Transcribe, word for word and without additions, each line below from the one containing "In which part of the above photo does the foliage" through the one containing "In which part of the above photo does the mowed", both ends included.

Entries provided Start Marker

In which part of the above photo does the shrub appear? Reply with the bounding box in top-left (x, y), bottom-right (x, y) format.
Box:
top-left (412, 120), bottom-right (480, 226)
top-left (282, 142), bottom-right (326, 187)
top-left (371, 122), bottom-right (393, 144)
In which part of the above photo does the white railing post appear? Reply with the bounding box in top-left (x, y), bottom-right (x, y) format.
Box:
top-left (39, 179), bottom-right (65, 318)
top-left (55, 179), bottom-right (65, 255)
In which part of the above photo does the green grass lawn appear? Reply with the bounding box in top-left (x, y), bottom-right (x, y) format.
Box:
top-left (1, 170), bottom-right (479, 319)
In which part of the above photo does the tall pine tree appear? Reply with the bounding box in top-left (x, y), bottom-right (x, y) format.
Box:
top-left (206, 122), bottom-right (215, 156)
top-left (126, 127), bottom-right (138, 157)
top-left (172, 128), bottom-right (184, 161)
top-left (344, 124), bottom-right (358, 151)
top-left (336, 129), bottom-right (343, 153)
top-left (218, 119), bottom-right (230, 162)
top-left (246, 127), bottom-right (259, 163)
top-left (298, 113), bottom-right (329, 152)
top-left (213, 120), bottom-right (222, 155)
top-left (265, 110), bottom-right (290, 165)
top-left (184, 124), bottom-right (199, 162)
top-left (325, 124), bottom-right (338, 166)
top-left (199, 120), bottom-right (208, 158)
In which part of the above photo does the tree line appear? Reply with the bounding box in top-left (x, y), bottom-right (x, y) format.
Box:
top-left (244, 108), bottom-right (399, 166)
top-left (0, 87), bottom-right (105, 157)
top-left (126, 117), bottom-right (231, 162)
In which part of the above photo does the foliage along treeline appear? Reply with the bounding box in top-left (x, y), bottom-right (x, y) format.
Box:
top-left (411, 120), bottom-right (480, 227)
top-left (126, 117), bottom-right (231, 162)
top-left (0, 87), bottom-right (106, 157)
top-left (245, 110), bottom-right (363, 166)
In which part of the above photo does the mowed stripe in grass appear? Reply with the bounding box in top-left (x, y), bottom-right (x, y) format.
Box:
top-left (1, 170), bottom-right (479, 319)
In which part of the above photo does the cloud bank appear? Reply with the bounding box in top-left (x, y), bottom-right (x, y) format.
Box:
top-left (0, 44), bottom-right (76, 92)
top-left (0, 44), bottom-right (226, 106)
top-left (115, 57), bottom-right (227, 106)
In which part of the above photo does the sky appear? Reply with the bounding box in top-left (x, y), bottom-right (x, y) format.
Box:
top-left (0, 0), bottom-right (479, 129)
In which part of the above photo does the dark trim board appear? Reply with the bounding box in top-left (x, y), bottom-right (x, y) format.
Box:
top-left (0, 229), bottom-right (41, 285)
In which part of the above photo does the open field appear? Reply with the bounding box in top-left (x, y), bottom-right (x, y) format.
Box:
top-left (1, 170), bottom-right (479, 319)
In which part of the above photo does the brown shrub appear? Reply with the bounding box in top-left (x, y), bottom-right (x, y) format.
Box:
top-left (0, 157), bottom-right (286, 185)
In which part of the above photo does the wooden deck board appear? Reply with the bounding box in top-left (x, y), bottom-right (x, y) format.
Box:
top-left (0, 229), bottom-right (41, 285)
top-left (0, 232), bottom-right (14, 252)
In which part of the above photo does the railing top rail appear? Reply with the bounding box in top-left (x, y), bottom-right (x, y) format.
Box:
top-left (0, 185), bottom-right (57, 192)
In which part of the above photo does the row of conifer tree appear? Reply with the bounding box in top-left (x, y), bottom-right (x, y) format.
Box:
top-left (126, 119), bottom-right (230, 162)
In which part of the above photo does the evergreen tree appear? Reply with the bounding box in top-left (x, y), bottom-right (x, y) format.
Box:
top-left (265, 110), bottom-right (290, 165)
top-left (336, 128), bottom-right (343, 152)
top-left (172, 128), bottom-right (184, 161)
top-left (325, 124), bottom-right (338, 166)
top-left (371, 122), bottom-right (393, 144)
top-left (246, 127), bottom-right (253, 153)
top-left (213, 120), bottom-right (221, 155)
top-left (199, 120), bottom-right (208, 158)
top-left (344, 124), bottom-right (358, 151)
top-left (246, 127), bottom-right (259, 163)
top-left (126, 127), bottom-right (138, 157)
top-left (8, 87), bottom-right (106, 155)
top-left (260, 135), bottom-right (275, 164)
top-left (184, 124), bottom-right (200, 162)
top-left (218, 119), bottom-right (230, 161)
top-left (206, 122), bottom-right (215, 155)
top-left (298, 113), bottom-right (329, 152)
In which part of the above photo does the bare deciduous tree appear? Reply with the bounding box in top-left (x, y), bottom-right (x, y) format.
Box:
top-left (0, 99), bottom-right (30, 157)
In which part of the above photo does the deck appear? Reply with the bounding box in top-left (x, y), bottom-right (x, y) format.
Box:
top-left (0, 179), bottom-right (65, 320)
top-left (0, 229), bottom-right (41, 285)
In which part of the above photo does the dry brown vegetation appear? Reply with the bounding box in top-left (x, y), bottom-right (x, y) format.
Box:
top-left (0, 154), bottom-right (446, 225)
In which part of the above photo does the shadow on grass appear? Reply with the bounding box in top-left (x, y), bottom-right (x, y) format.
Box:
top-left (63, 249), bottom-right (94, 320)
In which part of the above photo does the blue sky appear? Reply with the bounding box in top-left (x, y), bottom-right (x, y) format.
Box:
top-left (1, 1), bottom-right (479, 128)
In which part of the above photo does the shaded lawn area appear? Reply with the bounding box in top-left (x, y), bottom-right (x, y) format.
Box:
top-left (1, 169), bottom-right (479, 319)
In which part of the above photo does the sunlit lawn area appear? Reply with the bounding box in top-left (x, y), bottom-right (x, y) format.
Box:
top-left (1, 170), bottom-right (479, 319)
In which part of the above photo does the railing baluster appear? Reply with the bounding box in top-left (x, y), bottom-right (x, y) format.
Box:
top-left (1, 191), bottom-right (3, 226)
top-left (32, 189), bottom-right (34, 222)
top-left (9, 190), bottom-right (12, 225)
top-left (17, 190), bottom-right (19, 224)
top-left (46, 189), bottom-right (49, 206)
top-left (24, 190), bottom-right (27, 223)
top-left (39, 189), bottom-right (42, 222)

Entries provided End Marker

* _Your solution_
In which part of the above photo does the foliage along treeline appear? Reply with the bounding box in top-left (x, y), bottom-right (x, y) format.
Box:
top-left (411, 120), bottom-right (480, 227)
top-left (126, 117), bottom-right (231, 162)
top-left (0, 87), bottom-right (106, 157)
top-left (245, 110), bottom-right (363, 166)
In which part of the above photo does the mowed stripe in grass appear? Reply with the bounding box in top-left (x, y), bottom-right (x, y) format.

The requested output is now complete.